Data supplied:
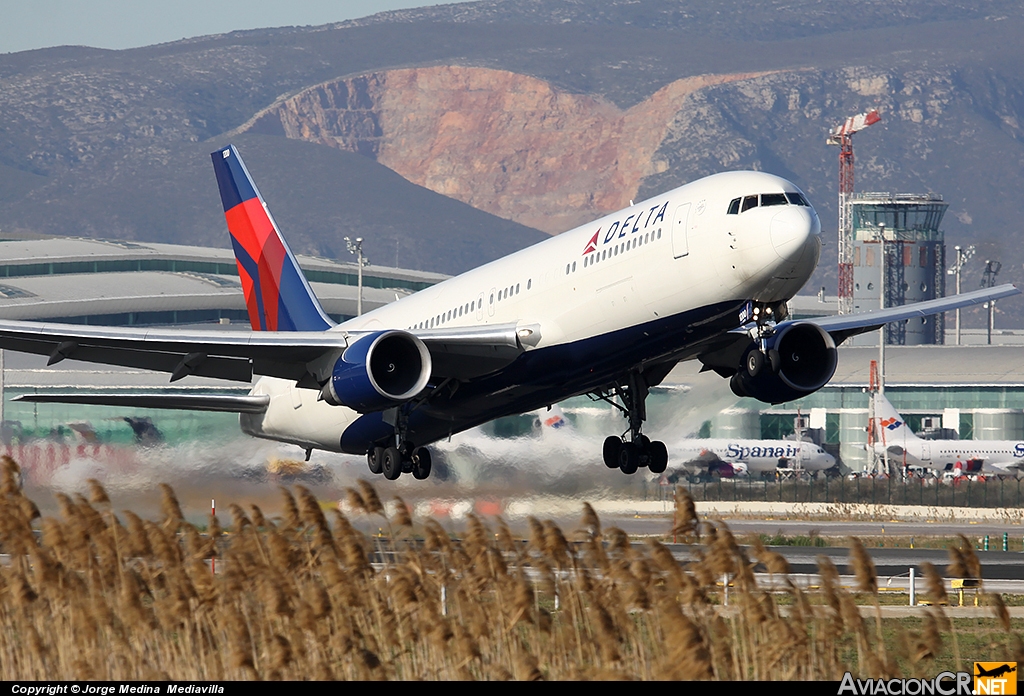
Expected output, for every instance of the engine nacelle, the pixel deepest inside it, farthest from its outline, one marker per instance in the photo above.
(801, 359)
(379, 371)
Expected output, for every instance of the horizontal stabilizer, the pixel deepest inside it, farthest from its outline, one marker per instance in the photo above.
(231, 403)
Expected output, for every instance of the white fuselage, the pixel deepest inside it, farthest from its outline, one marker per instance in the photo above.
(752, 455)
(970, 457)
(673, 254)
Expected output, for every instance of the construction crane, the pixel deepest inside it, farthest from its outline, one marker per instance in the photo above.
(842, 136)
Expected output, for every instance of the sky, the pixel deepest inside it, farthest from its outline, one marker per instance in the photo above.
(128, 24)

Exercise objective: The entries are to be written out in full and exactly, apart from the pictures.

Expected answer:
Expected output, for every instance of the engine nacelle, the pixel deepest inside it, farthest from its outline, one marker per instance in the photo above.
(801, 359)
(379, 371)
Expected output, for every instance of the horizontal stabilizer, the pixel deepest inside it, farthest from its outline, one marker per instance in the photo above.
(231, 403)
Expected output, for every instance of the white fuselage, the pixel deepest inside it, farthest from its outline, one marker per instance in the photo above.
(752, 455)
(970, 457)
(673, 254)
Expected output, for every instance of the construction crane, the pixel deepest inside it, farthest from its outline, one marker per instance in the photo above.
(842, 136)
Expected output, for every instance of the sky, the pixel deepest inside it, farthest from its outline, one marker per instance in the photo above.
(128, 24)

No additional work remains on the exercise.